──────── DONNÉES DE L'EXERCICE ────────

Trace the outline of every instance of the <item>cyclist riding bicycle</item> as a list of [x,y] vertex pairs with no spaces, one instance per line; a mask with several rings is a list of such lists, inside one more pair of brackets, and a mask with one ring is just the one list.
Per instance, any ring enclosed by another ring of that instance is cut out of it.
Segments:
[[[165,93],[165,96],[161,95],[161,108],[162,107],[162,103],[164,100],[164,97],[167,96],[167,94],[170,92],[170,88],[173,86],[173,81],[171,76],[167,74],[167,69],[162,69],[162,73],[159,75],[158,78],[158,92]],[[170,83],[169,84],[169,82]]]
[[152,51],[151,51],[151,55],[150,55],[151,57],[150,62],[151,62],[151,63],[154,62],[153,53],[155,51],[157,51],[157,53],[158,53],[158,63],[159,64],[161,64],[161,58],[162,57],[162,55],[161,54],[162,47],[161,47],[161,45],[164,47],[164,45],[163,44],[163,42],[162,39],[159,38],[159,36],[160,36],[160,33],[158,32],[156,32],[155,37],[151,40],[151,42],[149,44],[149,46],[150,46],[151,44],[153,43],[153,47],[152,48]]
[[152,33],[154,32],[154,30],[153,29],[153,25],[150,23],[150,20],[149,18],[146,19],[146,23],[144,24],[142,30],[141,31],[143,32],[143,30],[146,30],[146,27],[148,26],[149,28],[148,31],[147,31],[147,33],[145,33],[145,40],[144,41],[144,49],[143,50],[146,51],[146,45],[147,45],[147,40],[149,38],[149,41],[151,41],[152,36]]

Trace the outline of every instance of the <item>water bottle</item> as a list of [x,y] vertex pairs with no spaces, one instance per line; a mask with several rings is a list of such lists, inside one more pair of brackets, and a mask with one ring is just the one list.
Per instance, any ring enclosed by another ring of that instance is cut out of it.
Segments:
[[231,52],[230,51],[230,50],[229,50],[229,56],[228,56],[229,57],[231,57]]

────────

• CONSIGNE:
Pouvez-vous recopier le matériel à partir de la ligne qui contient « Trace the outline of every instance of the <item>water » et jusqu'à la fin du matériel, ces deux bornes comprises et consignes incluses, en multipliant par 0,4 chaque coordonnée de sommet figurant dans les réponses et en l'arrondissant à l'entier le plus proche, les demis vers le haut ?

• RÉSULTAT:
Trace the outline of every instance of the <item>water bottle</item> as a list of [x,y] vertex pairs with no spaces, one instance per line; a mask with several rings is a list of such lists, inside one more pair of brackets, and a mask with one ring is just the one list.
Per instance, any ring enclosed by another ring of that instance is cut out of it.
Segments:
[[92,21],[92,20],[92,20],[92,20],[92,22],[91,22],[92,23],[92,23]]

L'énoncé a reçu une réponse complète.